What the task asks: Reproduce the material word for word; the images stay out.

Supplied material:
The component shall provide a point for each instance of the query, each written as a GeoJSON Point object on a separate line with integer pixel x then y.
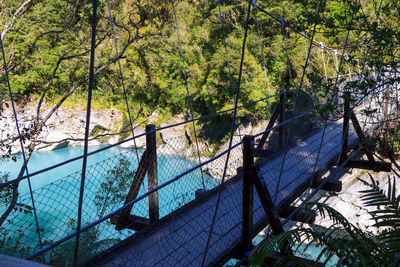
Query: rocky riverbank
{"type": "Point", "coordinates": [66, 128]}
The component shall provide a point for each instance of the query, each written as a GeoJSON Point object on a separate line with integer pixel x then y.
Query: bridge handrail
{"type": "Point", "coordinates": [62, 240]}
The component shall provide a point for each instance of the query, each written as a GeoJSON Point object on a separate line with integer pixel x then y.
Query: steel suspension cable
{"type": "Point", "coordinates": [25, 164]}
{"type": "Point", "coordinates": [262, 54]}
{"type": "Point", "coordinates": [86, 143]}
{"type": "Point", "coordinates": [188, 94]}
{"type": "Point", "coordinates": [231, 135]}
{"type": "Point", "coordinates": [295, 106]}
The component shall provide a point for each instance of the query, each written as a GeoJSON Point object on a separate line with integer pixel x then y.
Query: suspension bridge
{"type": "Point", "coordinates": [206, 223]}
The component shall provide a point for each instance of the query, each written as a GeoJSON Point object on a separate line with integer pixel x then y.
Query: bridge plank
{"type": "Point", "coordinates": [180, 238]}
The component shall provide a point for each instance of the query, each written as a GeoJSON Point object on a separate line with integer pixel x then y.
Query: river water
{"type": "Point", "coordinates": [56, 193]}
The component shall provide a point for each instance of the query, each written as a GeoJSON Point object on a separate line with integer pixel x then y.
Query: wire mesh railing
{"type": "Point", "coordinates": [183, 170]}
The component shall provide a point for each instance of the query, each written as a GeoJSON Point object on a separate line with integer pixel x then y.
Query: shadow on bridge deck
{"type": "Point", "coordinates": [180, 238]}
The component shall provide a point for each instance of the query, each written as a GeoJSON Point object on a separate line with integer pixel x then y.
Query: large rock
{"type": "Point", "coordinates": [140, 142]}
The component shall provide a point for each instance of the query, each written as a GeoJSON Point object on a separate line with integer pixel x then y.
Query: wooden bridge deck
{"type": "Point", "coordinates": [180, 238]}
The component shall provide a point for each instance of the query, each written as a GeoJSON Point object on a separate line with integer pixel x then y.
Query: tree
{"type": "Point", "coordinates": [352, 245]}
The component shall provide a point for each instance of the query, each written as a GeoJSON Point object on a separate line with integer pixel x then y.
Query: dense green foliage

Final answer:
The component shall provide a point for each instance of the query, each written as a GeoJSON Point object on a separate line with integer pixel x then y.
Query: rocky riverbank
{"type": "Point", "coordinates": [66, 128]}
The component shall provide a point for each instance of the query, each written as a GeoJSON Point object on a separate line with integer pixel x then y.
Query: bridge handrail
{"type": "Point", "coordinates": [62, 240]}
The component shall provide a point for each instance of the query, each written as a GeoJSON Point object on a separate line with integer pixel x then y.
Query: steel suspension cable
{"type": "Point", "coordinates": [25, 164]}
{"type": "Point", "coordinates": [262, 54]}
{"type": "Point", "coordinates": [86, 143]}
{"type": "Point", "coordinates": [188, 94]}
{"type": "Point", "coordinates": [231, 135]}
{"type": "Point", "coordinates": [295, 106]}
The component shall provide a point for each instance of the query, each written as a GeoJSON Point object on a separate line with integer pixel x then y.
Query: suspension bridge
{"type": "Point", "coordinates": [206, 223]}
The component shall provide a point for each instance of the query, each written as a GeoJSON Point object on a separate line with integer pixel x then y.
Query: bridge plank
{"type": "Point", "coordinates": [180, 238]}
The component shall provide a point for each instance of the query, each written as a GeoJSON Point object on a separate line with integer pixel x then y.
Query: river water
{"type": "Point", "coordinates": [56, 193]}
The component shall provide a point for each instance of the query, each written as a GeoJSON Point object on a separate line with integer pixel x then y.
Query: wire mesh railing
{"type": "Point", "coordinates": [183, 170]}
The component shall provide a point for each instance of the query, each written as a GeoJSON Point object on a separate line with integer pixel x then y.
Query: shadow on bridge deck
{"type": "Point", "coordinates": [180, 238]}
The component shall provide a point for each instance of the query, each written as a GeoJSON Point object on a separate line with integer pixel x then y.
Query: large rock
{"type": "Point", "coordinates": [140, 142]}
The component shall provide a point for each instance of the query, each written as a GeoJSON Point object on a separate line with integer pixel x then y.
Query: wooden bridge deck
{"type": "Point", "coordinates": [180, 238]}
The component shall provide a point for each instance of the query, each written as a GeoJSON Point object on a separate line with integer pixel x then y.
Query: tree
{"type": "Point", "coordinates": [352, 245]}
The component shall provide a point for each instance of the query, each written as a GeoJSON Point object on a separate line with integer pixel x then y.
Query: dense green foliage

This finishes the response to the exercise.